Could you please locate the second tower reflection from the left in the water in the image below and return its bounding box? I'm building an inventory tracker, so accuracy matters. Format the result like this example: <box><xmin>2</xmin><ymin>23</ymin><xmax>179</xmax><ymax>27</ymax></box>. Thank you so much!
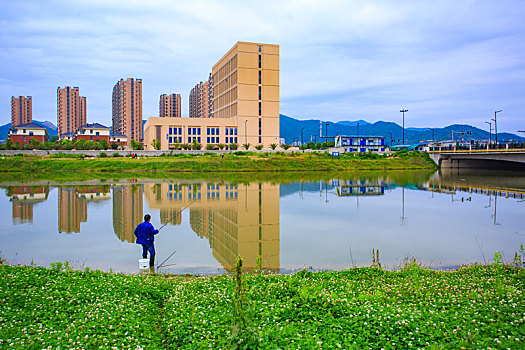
<box><xmin>58</xmin><ymin>187</ymin><xmax>87</xmax><ymax>233</ymax></box>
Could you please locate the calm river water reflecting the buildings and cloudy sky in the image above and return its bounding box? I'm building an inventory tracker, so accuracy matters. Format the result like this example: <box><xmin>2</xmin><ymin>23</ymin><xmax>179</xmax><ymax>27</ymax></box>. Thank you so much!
<box><xmin>0</xmin><ymin>171</ymin><xmax>525</xmax><ymax>274</ymax></box>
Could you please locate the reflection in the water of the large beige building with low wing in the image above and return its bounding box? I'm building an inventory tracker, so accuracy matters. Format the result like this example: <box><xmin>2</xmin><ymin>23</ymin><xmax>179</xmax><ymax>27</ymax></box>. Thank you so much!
<box><xmin>145</xmin><ymin>183</ymin><xmax>280</xmax><ymax>271</ymax></box>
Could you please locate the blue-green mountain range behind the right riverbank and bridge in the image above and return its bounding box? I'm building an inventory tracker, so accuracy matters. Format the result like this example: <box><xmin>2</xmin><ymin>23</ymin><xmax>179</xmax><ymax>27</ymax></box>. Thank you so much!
<box><xmin>280</xmin><ymin>114</ymin><xmax>525</xmax><ymax>144</ymax></box>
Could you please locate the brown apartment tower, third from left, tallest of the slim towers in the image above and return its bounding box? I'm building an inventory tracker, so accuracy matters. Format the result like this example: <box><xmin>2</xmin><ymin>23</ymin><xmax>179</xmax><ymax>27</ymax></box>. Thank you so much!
<box><xmin>113</xmin><ymin>78</ymin><xmax>142</xmax><ymax>143</ymax></box>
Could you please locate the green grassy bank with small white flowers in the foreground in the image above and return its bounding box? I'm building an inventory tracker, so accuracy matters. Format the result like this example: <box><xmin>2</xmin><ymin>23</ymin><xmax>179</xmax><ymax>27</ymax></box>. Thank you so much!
<box><xmin>0</xmin><ymin>264</ymin><xmax>525</xmax><ymax>349</ymax></box>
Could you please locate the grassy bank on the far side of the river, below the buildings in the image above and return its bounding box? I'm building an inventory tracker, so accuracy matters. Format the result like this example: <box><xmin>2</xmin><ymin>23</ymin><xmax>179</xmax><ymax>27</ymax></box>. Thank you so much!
<box><xmin>0</xmin><ymin>152</ymin><xmax>435</xmax><ymax>172</ymax></box>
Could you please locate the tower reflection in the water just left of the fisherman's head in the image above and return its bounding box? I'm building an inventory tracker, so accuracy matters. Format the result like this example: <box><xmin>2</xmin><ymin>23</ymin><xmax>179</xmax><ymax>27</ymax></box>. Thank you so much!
<box><xmin>113</xmin><ymin>185</ymin><xmax>144</xmax><ymax>243</ymax></box>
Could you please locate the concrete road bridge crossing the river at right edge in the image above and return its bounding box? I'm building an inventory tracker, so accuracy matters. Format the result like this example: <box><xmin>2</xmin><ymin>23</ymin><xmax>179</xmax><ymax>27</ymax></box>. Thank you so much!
<box><xmin>428</xmin><ymin>149</ymin><xmax>525</xmax><ymax>169</ymax></box>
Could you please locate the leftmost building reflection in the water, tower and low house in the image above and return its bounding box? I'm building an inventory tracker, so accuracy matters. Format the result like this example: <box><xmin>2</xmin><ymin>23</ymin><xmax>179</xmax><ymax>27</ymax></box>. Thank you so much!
<box><xmin>7</xmin><ymin>186</ymin><xmax>49</xmax><ymax>225</ymax></box>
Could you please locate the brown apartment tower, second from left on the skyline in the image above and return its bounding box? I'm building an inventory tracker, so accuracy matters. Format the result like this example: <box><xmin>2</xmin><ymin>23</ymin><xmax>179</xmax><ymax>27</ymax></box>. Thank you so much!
<box><xmin>57</xmin><ymin>86</ymin><xmax>87</xmax><ymax>138</ymax></box>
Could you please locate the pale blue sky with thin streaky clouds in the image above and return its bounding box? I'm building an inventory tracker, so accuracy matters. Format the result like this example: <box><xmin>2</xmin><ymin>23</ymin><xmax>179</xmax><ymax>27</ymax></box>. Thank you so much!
<box><xmin>0</xmin><ymin>0</ymin><xmax>525</xmax><ymax>133</ymax></box>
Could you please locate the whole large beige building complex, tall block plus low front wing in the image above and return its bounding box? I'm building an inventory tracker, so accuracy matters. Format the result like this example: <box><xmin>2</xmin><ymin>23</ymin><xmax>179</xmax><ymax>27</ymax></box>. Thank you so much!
<box><xmin>144</xmin><ymin>42</ymin><xmax>279</xmax><ymax>150</ymax></box>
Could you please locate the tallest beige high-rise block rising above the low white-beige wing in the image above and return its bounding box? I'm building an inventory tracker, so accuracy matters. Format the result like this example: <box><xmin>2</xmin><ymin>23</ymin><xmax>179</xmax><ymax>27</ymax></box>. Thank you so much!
<box><xmin>212</xmin><ymin>42</ymin><xmax>279</xmax><ymax>145</ymax></box>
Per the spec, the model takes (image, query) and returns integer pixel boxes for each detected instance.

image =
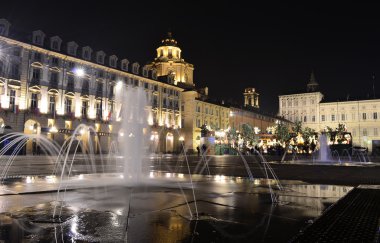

━━━━━━━━━━

= Aim of the task =
Leaving aside the images, write out the entries above word for word.

= Completed exercise =
Could you please locate the second tower reflection from the left in the water in the image below and return its bounding box? I'm building an inventory tracker, so accuracy matters. Format the result like this example: <box><xmin>2</xmin><ymin>23</ymin><xmax>179</xmax><ymax>27</ymax></box>. Thank you so much!
<box><xmin>58</xmin><ymin>187</ymin><xmax>87</xmax><ymax>233</ymax></box>
Could you please locate the calm river water reflecting the buildings and cloudy sky in the image above and return its bounding box? I'm building an inventory tracker, so accuracy matters. Format the result like this example: <box><xmin>2</xmin><ymin>23</ymin><xmax>179</xmax><ymax>27</ymax></box>. Thank you so much!
<box><xmin>0</xmin><ymin>171</ymin><xmax>525</xmax><ymax>274</ymax></box>
Could you please locate the reflection in the water of the large beige building with low wing in the image above and return its bounding box? I'm building an inventory tracker, so accuracy matters. Format the result like this example: <box><xmin>2</xmin><ymin>23</ymin><xmax>179</xmax><ymax>27</ymax></box>. Thank you so much!
<box><xmin>145</xmin><ymin>183</ymin><xmax>280</xmax><ymax>271</ymax></box>
Could you please locate the blue-green mountain range behind the right riverbank and bridge in the image above and return its bounding box? I'm building an inventory tracker, so accuracy matters. Format the result like this example: <box><xmin>2</xmin><ymin>23</ymin><xmax>179</xmax><ymax>27</ymax></box>. Thank you so much!
<box><xmin>280</xmin><ymin>114</ymin><xmax>525</xmax><ymax>144</ymax></box>
Could you please locate the brown apartment tower, third from left, tallest of the slim towers in the image above and return its bounding box? I'm building an inventory tracker, so accuracy matters. Format the result like this example: <box><xmin>2</xmin><ymin>23</ymin><xmax>179</xmax><ymax>27</ymax></box>. Thank you so much!
<box><xmin>113</xmin><ymin>78</ymin><xmax>142</xmax><ymax>143</ymax></box>
Could you please locate the green grassy bank with small white flowers in the foreground in the image above and return its bounding box? I'm building an inventory tracker, so accuracy matters. Format the result like this example: <box><xmin>2</xmin><ymin>23</ymin><xmax>179</xmax><ymax>27</ymax></box>. Thank you so much!
<box><xmin>0</xmin><ymin>264</ymin><xmax>525</xmax><ymax>349</ymax></box>
Could you please locate the grassy bank on the far side of the river, below the buildings in the image above and return its bounding box? I'm building an inventory tracker, so accuracy matters. Format the result like this example: <box><xmin>2</xmin><ymin>23</ymin><xmax>179</xmax><ymax>27</ymax></box>. Thank you so much!
<box><xmin>0</xmin><ymin>152</ymin><xmax>435</xmax><ymax>172</ymax></box>
Could you please locate the tower reflection in the water just left of the fisherman's head in the image above and return its bounding box? I'm building an inventory tracker, so accuracy matters. Format the result like this example: <box><xmin>2</xmin><ymin>23</ymin><xmax>179</xmax><ymax>27</ymax></box>. Thank you so much!
<box><xmin>113</xmin><ymin>185</ymin><xmax>144</xmax><ymax>243</ymax></box>
Could you please locate the concrete road bridge crossing the river at right edge in the image above and return its bounding box? I'm building an inventory tracker, so accuracy matters. Format the result like this example: <box><xmin>2</xmin><ymin>23</ymin><xmax>179</xmax><ymax>27</ymax></box>. Thank you so much!
<box><xmin>428</xmin><ymin>149</ymin><xmax>525</xmax><ymax>169</ymax></box>
Could you please locate the leftmost building reflection in the water, tower and low house in the image above and return its bounding box? I'm building an inventory tracker, so accuracy matters. Format the result like this example: <box><xmin>2</xmin><ymin>23</ymin><xmax>179</xmax><ymax>27</ymax></box>. Thank you so much!
<box><xmin>7</xmin><ymin>186</ymin><xmax>49</xmax><ymax>225</ymax></box>
Could you please locate the brown apartment tower, second from left on the skyline in the image above and return its bounding box? I'm building an inventory tracker, so accuracy matters. Format the result like this example: <box><xmin>2</xmin><ymin>23</ymin><xmax>179</xmax><ymax>27</ymax></box>. Thank you so much!
<box><xmin>57</xmin><ymin>86</ymin><xmax>87</xmax><ymax>138</ymax></box>
Could you please locate the pale blue sky with thin streaky clouds in the image above and return its bounding box? I'm building an inventory tracker, so accuracy matters. Format the result like this example: <box><xmin>2</xmin><ymin>23</ymin><xmax>179</xmax><ymax>27</ymax></box>. Thank you so much!
<box><xmin>0</xmin><ymin>0</ymin><xmax>525</xmax><ymax>133</ymax></box>
Could you please locate the whole large beige building complex, tall block plus low front wing in the image above and return its bounding box? I'm building an inventory tracker, so accuracy matters. Format the result like this example: <box><xmin>2</xmin><ymin>23</ymin><xmax>179</xmax><ymax>27</ymax></box>. Thank you so much!
<box><xmin>144</xmin><ymin>42</ymin><xmax>279</xmax><ymax>150</ymax></box>
Could you please locate the tallest beige high-rise block rising above the low white-beige wing in the image above and return its bounding box? I'm building an inventory tracker, so accuracy matters. Format the result like this example: <box><xmin>2</xmin><ymin>23</ymin><xmax>179</xmax><ymax>27</ymax></box>. Thank you so much!
<box><xmin>212</xmin><ymin>42</ymin><xmax>279</xmax><ymax>145</ymax></box>
Per the spec, the model takes (image, query) and returns integer pixel boxes for each detected instance.

image =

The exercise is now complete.